▶ _YOUR OBJECTIVE_:
Give back all the data exactly, line by line.

▶ _RECORDS SUPPLIED_:
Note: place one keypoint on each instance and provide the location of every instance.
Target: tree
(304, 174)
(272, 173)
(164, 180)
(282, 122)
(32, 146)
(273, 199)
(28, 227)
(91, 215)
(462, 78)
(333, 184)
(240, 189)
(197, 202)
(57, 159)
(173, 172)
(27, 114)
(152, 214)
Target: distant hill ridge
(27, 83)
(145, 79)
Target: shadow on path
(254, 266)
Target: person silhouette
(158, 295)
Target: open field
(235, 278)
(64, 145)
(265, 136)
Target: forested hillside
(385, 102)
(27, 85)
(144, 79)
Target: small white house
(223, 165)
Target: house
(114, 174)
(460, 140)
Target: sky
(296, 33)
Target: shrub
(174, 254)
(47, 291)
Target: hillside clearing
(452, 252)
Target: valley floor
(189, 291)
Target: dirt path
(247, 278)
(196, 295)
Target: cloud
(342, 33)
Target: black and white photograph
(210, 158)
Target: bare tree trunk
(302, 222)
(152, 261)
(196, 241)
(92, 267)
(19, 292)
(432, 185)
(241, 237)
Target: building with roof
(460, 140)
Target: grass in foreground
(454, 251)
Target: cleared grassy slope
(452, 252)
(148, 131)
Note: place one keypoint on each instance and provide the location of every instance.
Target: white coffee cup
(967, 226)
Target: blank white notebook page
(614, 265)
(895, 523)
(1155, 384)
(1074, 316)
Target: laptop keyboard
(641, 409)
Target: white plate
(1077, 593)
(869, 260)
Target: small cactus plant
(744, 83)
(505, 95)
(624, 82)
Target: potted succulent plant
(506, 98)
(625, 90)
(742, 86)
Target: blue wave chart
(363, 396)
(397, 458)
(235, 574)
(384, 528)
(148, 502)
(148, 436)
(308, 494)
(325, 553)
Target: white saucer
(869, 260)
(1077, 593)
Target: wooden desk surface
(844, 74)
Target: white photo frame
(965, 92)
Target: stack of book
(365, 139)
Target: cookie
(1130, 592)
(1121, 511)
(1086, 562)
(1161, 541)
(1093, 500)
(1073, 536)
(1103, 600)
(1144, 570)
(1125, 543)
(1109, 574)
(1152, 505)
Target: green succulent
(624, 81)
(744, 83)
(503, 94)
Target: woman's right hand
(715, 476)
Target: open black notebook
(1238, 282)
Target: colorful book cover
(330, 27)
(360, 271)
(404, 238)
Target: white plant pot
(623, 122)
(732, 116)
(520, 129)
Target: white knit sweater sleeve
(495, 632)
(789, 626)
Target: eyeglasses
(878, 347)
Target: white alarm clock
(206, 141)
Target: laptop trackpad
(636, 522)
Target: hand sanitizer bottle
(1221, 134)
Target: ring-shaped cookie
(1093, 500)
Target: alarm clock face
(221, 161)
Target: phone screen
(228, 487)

▶ _SOLVED PROBLEM_:
Note: place one keypoint on each instance and provide the location of every instance.
Target: tree
(304, 174)
(272, 173)
(164, 180)
(282, 122)
(32, 146)
(273, 199)
(28, 227)
(91, 215)
(462, 78)
(333, 184)
(240, 189)
(197, 202)
(57, 159)
(173, 172)
(27, 114)
(152, 214)
Target: distant hill ridge
(27, 83)
(145, 79)
Target: shadow on path
(254, 266)
Target: person silhouette
(158, 295)
Target: open field
(235, 278)
(64, 145)
(265, 136)
Target: forested hillside
(385, 102)
(27, 85)
(144, 79)
Target: small white house
(223, 165)
Target: house
(114, 174)
(460, 140)
Target: sky
(296, 33)
Target: shrub
(174, 254)
(47, 291)
Target: hillside clearing
(452, 252)
Target: valley floor
(189, 291)
Target: dirt path
(247, 278)
(196, 295)
Target: cloud
(342, 33)
Target: black and white photograph
(210, 158)
Target: bare tree trunk
(302, 222)
(152, 261)
(196, 241)
(92, 267)
(19, 292)
(432, 185)
(241, 237)
Target: building with roof
(460, 140)
Target: grass in foreground
(454, 251)
Target: cleared grassy slope
(452, 252)
(148, 131)
Note: place one keypoint on each instance and provide the location of every instance.
Target: white coffee cup
(967, 226)
Target: blank white notebook page
(614, 265)
(895, 523)
(1155, 384)
(1074, 316)
Target: laptop keyboard
(641, 409)
Target: white plate
(1077, 593)
(869, 260)
Target: small cactus plant
(744, 83)
(505, 95)
(624, 82)
Target: potted succulent plant
(506, 98)
(625, 90)
(742, 86)
Target: blue wave chart
(363, 396)
(397, 458)
(235, 574)
(384, 528)
(148, 502)
(148, 436)
(308, 494)
(325, 553)
Target: white saucer
(869, 260)
(1077, 593)
Target: wooden desk surface
(844, 74)
Target: white photo frame
(965, 92)
Target: stack of book
(365, 139)
Target: cookie
(1130, 592)
(1121, 511)
(1086, 562)
(1161, 541)
(1093, 500)
(1073, 536)
(1103, 600)
(1144, 570)
(1125, 543)
(1109, 574)
(1152, 505)
Target: green succulent
(624, 81)
(744, 83)
(503, 94)
Target: woman's right hand
(715, 476)
Target: open black notebook
(1238, 282)
Target: colorful book cover
(330, 27)
(360, 271)
(404, 238)
Target: white plant pot
(623, 122)
(732, 116)
(520, 129)
Target: white knit sweater sleeve
(495, 632)
(789, 626)
Target: eyeglasses
(878, 347)
Target: white alarm clock
(206, 141)
Target: laptop trackpad
(636, 522)
Target: hand sanitizer bottle
(1221, 134)
Target: ring-shaped cookie
(1093, 500)
Target: alarm clock face
(221, 161)
Target: phone screen
(228, 487)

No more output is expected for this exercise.